(Beginning of Material supplied)

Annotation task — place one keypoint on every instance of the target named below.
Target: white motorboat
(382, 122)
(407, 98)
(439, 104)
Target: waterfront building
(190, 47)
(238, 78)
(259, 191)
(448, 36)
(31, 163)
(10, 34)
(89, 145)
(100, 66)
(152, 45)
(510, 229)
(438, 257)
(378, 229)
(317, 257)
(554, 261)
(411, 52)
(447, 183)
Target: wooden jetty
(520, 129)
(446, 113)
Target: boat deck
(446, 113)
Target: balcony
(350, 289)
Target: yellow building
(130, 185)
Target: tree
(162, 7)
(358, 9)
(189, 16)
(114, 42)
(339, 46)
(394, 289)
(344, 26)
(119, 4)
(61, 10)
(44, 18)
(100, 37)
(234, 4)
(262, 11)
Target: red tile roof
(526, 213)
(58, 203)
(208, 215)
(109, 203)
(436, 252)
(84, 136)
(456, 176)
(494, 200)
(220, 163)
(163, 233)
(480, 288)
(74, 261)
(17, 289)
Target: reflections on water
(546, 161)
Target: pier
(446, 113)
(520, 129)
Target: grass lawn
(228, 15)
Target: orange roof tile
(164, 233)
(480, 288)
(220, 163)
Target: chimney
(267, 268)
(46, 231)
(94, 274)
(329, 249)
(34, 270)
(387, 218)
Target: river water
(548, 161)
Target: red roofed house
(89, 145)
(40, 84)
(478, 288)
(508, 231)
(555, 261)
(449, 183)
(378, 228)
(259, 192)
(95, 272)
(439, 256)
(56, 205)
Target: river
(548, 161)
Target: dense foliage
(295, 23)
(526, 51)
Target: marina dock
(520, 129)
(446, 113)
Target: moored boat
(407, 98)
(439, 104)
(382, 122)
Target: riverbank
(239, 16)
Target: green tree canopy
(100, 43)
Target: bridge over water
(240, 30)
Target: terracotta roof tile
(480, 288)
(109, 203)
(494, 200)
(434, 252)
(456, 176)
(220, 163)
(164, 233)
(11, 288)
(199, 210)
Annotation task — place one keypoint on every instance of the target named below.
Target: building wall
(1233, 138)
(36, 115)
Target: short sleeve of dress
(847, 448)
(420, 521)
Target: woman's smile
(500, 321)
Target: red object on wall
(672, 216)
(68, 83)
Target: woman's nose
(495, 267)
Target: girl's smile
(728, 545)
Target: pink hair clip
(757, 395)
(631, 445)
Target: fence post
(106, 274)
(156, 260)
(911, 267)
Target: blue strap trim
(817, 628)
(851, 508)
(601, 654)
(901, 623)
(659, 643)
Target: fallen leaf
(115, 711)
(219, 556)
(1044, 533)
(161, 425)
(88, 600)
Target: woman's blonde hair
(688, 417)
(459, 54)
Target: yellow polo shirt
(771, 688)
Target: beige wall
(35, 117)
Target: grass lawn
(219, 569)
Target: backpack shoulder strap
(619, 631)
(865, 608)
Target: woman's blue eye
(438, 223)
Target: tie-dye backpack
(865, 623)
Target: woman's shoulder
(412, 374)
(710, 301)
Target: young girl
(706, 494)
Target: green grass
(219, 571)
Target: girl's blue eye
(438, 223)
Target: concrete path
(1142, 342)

(End of Material supplied)

Your task is to write out the lines from the one with "Target: young girl" through the end of the records, exactly and with nothing added.

Written response:
Target: young girl
(706, 494)
Target: green grass
(219, 571)
Target: girl's blue eye
(438, 223)
Target: concrete path
(1142, 342)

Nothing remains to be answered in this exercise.